● **Task directions**: Search the records below for the word "tree". Copy each line where it occurs.

● **Data extract**:
————————
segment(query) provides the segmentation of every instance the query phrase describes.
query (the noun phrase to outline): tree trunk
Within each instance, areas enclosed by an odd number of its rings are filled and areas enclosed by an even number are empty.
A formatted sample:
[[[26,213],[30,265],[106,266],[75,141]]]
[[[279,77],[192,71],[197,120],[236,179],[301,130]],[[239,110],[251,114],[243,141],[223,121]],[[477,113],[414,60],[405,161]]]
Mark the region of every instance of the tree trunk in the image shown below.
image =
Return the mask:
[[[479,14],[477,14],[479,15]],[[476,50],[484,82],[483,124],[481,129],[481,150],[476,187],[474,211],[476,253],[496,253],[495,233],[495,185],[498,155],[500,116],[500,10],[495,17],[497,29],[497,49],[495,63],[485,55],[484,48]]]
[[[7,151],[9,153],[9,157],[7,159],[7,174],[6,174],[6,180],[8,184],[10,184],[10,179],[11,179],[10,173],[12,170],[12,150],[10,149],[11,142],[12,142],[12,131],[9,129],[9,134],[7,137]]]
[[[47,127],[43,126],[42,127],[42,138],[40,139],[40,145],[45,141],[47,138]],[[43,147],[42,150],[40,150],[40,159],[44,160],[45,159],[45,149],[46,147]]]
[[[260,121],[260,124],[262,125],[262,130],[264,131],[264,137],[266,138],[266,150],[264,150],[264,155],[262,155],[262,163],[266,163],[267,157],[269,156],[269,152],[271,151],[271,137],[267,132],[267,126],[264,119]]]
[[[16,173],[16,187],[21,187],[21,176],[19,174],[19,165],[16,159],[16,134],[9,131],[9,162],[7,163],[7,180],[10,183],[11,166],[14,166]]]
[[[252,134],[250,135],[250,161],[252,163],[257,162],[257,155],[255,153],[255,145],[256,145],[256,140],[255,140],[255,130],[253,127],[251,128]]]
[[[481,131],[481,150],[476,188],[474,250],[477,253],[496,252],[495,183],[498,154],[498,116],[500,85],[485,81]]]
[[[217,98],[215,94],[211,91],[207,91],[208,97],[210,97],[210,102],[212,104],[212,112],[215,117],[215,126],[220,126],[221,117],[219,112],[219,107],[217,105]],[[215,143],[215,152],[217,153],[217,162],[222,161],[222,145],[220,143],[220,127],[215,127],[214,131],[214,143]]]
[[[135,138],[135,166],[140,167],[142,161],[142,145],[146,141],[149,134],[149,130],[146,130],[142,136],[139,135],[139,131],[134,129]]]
————————
● **Task solution**:
query (the noun phrase to outline): tree trunk
Mark the region of every instance of the tree trunk in the image shown below.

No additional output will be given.